#### ABOUT THIS EXERCISE
Without the pictures, retype exactly the lines from the top of the entries below through the line that contains "Where can you see the parked".

*** EXTRACTED MATERIAL ***

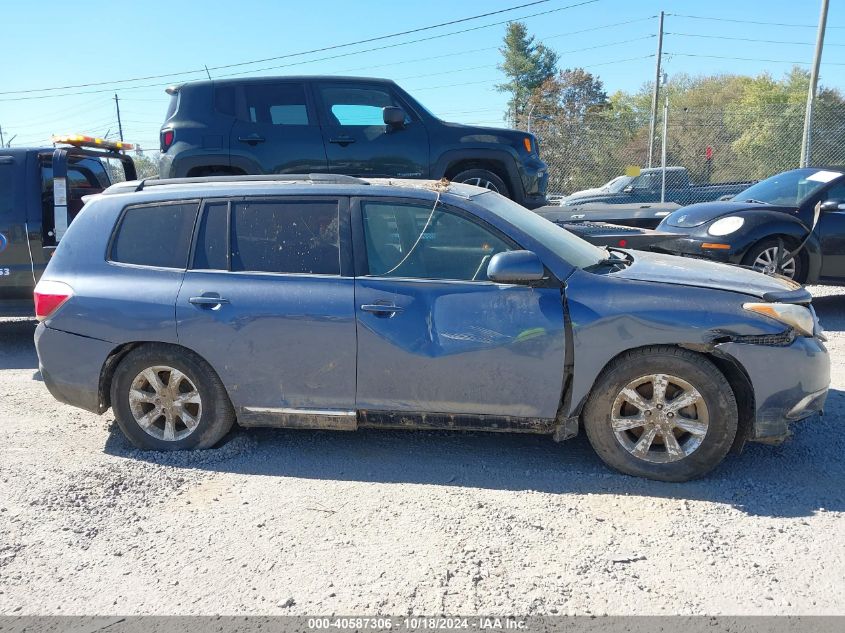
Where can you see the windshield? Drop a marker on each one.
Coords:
(790, 188)
(558, 240)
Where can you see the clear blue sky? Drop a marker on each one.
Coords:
(51, 43)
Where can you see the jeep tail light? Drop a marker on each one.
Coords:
(49, 295)
(166, 139)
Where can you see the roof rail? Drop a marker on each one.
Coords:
(321, 179)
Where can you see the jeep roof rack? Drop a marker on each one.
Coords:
(320, 179)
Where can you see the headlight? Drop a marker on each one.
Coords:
(726, 226)
(790, 314)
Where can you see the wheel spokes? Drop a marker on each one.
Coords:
(643, 445)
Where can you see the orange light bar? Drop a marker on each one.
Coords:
(81, 140)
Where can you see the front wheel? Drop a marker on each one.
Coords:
(764, 255)
(662, 413)
(166, 398)
(483, 178)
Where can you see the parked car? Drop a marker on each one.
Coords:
(340, 303)
(647, 188)
(340, 125)
(32, 219)
(770, 227)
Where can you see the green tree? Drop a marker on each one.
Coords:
(526, 64)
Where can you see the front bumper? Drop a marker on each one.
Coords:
(70, 366)
(790, 383)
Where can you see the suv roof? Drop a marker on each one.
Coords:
(330, 184)
(248, 80)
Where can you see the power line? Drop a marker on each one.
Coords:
(705, 17)
(753, 59)
(367, 50)
(747, 39)
(289, 55)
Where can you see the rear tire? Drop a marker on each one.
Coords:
(658, 438)
(483, 178)
(167, 398)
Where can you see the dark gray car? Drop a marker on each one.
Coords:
(340, 303)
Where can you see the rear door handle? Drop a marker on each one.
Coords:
(207, 301)
(252, 139)
(381, 310)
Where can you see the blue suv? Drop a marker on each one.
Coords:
(333, 302)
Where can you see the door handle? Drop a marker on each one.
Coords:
(252, 139)
(382, 310)
(207, 301)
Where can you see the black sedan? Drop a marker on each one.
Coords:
(771, 226)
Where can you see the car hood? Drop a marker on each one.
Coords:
(702, 273)
(698, 214)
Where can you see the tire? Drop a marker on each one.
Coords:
(483, 178)
(194, 411)
(711, 423)
(765, 251)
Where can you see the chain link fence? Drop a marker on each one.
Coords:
(715, 145)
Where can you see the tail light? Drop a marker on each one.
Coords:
(166, 139)
(49, 296)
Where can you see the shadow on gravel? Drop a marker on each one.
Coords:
(800, 478)
(831, 312)
(17, 350)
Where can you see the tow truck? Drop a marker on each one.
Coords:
(41, 191)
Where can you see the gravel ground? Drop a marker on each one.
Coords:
(302, 522)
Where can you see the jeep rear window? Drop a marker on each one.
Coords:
(276, 103)
(155, 235)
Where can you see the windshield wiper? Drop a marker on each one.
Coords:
(621, 262)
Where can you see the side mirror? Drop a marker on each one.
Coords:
(832, 205)
(515, 267)
(394, 118)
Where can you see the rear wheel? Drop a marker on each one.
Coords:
(662, 413)
(764, 255)
(483, 178)
(167, 398)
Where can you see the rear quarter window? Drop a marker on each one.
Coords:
(155, 235)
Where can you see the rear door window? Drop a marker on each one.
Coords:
(155, 235)
(282, 103)
(285, 237)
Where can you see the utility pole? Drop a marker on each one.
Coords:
(655, 95)
(663, 150)
(119, 125)
(807, 140)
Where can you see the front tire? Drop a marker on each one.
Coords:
(763, 256)
(662, 413)
(167, 398)
(483, 178)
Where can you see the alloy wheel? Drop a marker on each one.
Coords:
(767, 260)
(165, 403)
(659, 418)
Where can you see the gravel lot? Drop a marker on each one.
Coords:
(302, 522)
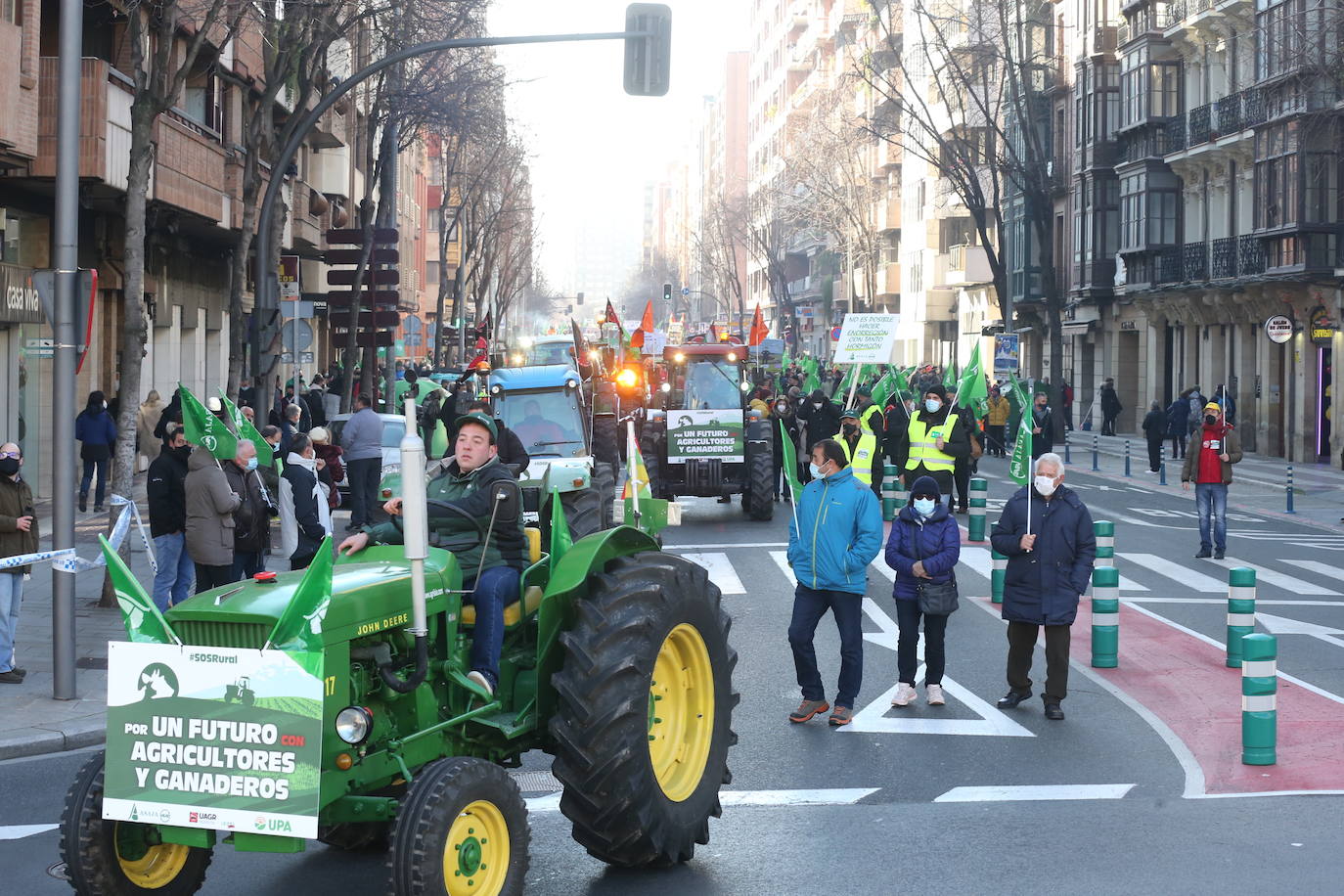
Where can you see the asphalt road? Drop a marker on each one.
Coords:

*** End of EXTRACTED MATERIAL ***

#### RESPONSE BOX
Where can you see the windshield? Drop a marker on each one.
Coords:
(790, 188)
(558, 240)
Where can you see the clear blue sky? Drop a marker on each one.
Coords:
(51, 43)
Where can you see the jeep tail light? Drop a marker on each one.
Coords:
(49, 295)
(166, 139)
Where can you see the roof rail? Drop a marker on each one.
Coords:
(321, 179)
Where can you see the jeep roof rack? Drop a marker on each one.
Coords:
(320, 179)
Where can you see the headlight? Drop a marker on each one.
Coords:
(726, 226)
(790, 314)
Where can you see the wheel spokes? Drop a marker on each one.
Coords:
(643, 445)
Where can you see the orange light bar? Drop a marker on each one.
Coords:
(81, 140)
Where can you see the front wheel? Drop a marker on each one.
Coords:
(764, 255)
(662, 413)
(166, 398)
(483, 178)
Where can you see the parked car? Drop a marker on each one.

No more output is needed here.